**Requirement**
Check every line below for the word "plate" and copy the ones that have it.

**Study material**

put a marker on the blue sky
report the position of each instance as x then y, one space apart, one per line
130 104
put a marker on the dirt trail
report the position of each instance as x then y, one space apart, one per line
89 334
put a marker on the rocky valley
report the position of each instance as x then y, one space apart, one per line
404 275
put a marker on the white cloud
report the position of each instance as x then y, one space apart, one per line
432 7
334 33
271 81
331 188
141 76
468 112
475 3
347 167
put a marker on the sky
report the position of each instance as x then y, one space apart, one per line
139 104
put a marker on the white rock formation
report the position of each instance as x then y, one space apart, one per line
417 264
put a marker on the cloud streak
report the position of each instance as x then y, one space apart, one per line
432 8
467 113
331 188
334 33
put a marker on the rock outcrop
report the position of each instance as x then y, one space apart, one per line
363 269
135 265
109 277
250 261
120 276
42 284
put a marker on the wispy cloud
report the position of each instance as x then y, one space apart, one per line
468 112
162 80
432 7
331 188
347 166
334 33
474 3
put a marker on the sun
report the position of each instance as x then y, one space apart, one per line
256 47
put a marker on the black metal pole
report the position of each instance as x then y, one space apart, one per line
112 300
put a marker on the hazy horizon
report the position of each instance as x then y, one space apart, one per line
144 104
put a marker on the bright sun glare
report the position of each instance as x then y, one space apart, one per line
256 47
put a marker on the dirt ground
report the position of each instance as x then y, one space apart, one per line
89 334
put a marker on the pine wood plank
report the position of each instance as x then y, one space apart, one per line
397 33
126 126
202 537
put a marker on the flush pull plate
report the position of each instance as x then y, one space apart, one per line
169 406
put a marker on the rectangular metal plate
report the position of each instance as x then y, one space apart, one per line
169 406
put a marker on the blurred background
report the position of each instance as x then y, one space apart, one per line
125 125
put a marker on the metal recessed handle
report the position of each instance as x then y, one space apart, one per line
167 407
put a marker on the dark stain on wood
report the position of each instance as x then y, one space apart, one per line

**Response**
put a marker on the flush pull plate
put a marker on the rectangular metal plate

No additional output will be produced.